— Begin Selected passage —

2006 Indonesia Open

Tournament details
- Dates: 31 May 2006 – 4 June 2006
- Edition: 25th
- Level: World Grand Prix 6 Stars
- Total prize money: US$250,000
- Venue: GOR Kertajaya Surabaya and GOR Sudirman
- Location: Surabaya, Indonesia

Champions
- Men's singles: Taufik Hidayat
- Women's singles: Zhu Lin
- Men's doubles: Tony Gunawan Candra Wijaya
- Women's doubles: Wei Yili Zhang Yawen
- Mixed doubles: Xie Zhongbo Zhang Yawen

= 2006 Indonesia Open (badminton) =

The 2006 Indonesia Open (officially known as the Djarum Indonesia Open 2006 for sponsorship reasons) in badminton was held in Jakarta, from May 31 to June 4, 2006. It was a six-star tournament and the prize money was US$250,000.

— End Selected passage —
— Begin Records provided —

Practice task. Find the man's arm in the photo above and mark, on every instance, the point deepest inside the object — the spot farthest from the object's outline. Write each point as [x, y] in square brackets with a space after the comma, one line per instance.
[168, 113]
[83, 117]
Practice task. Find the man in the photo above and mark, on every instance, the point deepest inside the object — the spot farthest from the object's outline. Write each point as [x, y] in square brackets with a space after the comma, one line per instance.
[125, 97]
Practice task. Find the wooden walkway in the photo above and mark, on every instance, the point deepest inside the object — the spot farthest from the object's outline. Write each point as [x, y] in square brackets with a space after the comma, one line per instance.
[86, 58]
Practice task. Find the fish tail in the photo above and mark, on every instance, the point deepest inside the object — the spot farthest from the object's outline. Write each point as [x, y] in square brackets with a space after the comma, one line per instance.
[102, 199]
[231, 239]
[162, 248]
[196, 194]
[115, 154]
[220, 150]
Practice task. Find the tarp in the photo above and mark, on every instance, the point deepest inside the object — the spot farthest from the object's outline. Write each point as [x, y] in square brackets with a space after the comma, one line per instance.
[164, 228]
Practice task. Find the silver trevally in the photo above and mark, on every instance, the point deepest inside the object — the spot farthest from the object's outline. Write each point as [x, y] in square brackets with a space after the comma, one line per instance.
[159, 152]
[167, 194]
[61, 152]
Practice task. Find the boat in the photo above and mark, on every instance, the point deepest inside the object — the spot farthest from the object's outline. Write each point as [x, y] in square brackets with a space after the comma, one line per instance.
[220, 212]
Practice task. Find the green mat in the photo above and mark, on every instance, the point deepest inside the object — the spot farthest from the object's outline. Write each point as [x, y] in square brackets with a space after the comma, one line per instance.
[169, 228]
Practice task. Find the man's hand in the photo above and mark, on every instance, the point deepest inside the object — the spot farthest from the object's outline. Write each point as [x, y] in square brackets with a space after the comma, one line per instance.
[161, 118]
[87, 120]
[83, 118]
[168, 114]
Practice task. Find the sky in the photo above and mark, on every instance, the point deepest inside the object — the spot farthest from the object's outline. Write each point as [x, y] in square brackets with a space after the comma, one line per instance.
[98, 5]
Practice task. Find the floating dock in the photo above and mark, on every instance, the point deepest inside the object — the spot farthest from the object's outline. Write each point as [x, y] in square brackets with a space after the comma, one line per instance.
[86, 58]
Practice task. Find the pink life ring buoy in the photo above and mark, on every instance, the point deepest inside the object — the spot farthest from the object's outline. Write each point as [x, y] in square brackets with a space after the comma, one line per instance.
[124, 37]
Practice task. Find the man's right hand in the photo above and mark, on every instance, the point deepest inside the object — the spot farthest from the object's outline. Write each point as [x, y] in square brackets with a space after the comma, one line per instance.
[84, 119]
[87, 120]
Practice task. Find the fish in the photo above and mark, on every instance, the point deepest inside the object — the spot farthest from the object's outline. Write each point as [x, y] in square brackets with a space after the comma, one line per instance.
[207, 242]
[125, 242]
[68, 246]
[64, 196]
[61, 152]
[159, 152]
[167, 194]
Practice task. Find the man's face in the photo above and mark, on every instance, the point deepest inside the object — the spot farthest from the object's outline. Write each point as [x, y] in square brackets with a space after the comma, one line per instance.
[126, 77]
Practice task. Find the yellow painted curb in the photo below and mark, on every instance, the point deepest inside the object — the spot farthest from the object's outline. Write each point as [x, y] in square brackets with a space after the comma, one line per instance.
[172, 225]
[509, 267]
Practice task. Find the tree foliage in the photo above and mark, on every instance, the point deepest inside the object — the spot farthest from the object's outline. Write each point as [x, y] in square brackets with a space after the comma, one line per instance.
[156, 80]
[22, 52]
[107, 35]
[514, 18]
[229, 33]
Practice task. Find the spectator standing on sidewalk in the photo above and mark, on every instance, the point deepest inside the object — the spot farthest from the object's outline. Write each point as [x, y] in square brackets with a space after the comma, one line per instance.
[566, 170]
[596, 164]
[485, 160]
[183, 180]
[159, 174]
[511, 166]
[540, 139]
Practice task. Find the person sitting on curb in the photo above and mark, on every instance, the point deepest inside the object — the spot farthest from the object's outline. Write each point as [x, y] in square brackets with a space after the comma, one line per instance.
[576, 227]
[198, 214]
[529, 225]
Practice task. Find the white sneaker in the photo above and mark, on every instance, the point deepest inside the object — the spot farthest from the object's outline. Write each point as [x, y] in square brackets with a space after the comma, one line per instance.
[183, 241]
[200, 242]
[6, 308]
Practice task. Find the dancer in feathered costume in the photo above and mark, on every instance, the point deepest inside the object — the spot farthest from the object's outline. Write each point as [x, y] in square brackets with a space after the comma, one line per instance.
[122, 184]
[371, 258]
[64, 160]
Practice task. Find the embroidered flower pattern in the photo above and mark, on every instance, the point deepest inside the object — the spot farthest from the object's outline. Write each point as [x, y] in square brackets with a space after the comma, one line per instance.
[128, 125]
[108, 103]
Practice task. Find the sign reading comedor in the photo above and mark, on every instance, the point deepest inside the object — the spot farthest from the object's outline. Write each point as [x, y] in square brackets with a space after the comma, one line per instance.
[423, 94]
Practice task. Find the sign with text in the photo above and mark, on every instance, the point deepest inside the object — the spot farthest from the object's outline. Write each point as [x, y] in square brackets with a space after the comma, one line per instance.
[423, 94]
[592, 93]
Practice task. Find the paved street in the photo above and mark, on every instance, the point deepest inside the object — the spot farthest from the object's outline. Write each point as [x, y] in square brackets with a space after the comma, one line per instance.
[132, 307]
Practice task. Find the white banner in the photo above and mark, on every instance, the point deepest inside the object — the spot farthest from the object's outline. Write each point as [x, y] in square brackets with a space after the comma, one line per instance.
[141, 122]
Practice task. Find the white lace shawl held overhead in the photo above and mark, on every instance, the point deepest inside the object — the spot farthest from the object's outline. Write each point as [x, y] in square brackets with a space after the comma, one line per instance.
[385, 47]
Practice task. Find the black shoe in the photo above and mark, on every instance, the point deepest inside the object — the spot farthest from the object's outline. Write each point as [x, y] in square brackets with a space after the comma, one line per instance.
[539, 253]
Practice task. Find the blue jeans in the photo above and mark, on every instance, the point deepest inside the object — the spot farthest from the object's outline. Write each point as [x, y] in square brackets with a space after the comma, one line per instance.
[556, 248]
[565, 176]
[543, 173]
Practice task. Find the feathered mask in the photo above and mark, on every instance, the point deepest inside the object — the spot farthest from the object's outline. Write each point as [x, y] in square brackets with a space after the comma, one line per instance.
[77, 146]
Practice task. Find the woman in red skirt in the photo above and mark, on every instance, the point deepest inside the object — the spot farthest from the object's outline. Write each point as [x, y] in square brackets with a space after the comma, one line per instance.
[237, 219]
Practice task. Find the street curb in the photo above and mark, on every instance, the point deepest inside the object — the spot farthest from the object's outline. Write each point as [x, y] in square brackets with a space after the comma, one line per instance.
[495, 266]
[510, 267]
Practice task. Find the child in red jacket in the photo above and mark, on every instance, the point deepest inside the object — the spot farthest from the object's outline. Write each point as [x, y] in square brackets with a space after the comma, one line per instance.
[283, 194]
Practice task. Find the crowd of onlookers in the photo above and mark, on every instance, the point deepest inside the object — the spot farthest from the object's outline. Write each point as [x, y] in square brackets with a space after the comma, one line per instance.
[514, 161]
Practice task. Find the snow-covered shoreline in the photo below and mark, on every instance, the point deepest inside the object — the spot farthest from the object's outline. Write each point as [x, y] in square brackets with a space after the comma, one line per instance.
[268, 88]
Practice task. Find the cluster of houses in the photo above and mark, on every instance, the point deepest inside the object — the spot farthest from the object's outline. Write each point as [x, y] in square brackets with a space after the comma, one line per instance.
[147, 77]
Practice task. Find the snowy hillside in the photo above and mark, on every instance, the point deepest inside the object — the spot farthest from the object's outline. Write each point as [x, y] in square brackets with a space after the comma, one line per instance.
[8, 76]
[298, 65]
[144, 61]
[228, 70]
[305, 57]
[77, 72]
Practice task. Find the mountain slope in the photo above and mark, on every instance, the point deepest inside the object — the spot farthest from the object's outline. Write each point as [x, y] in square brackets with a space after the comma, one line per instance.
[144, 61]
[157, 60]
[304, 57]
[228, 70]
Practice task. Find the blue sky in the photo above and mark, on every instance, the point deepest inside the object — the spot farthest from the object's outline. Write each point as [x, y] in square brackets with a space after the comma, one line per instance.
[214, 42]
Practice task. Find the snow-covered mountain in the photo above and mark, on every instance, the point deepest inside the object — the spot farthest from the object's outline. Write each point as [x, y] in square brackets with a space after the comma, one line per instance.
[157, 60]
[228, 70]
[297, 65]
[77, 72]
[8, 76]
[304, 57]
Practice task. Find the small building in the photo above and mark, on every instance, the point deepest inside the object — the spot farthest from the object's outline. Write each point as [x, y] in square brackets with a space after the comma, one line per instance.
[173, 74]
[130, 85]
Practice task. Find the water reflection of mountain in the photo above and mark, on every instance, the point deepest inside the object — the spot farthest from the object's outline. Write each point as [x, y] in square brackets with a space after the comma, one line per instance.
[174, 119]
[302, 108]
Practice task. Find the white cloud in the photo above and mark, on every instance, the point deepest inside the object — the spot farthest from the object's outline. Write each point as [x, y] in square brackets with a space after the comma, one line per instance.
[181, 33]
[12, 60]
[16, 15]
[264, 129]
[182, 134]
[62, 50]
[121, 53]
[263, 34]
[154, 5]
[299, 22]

— End Records provided —

What this exercise asks:
**A)** Using the 2006 Indonesia Open text, decide whether each statement agrees with it, answering yes or no and quoting the deciding words: (i) The total prize money was US$250,000. (ii) Zhu Lin was the women's doubles champion. (iii) The tournament was the 25th edition.
**B)** Print the part of the 2006 Indonesia Open text that begins at the words "The 2006 Indonesia" and stops after "money was US$250,000.".
The records have no connection to the 2006 Indonesia Open text.

Results of the tasks:
**A)**
(i) Yes: "Total prize money: US$250,000"
(ii) No: "Women's singles: Zhu Lin"
(iii) Yes: "Edition: 25th"

**B)**
The 2006 Indonesia Open (officially known as the Djarum Indonesia Open 2006 for sponsorship reasons) in badminton was held in Jakarta, from May 31 to June 4, 2006. It was a six-star tournament and the prize money was US$250,000.